▶

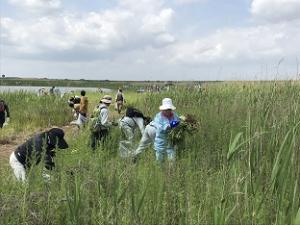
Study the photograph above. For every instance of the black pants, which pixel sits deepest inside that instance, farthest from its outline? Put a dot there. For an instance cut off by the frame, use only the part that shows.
(96, 137)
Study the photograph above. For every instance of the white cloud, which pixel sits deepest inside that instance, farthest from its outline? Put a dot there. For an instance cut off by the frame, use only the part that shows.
(37, 5)
(157, 23)
(276, 10)
(189, 1)
(93, 35)
(239, 45)
(142, 6)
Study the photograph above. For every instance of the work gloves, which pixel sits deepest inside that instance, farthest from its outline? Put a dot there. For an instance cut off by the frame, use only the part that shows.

◀

### Required work
Pictures don't belong in the copy. Transcribe every record exactly as it appears.

### Exercise result
Study the photograph above. For every instance of the black pants, which pixel sits deepest inside that instance, farthest from its outline? Put a dot there. For an instance cut off by the frame, use only the part that shows.
(96, 137)
Study the photograph above. For every instance of the white cloud, which pixel sits deepest inside that instance, farthest from its outline? Put a dot there. For an instance cut off by the frame, use only the part that shows.
(37, 5)
(157, 23)
(276, 10)
(189, 1)
(93, 35)
(239, 45)
(142, 6)
Study the photograph above. For every instance of the work gloves, which pixel sits deepest inside that instance, farthest from its outline? Put a dot there. For an instance cut off by the frame, use only the part that shows.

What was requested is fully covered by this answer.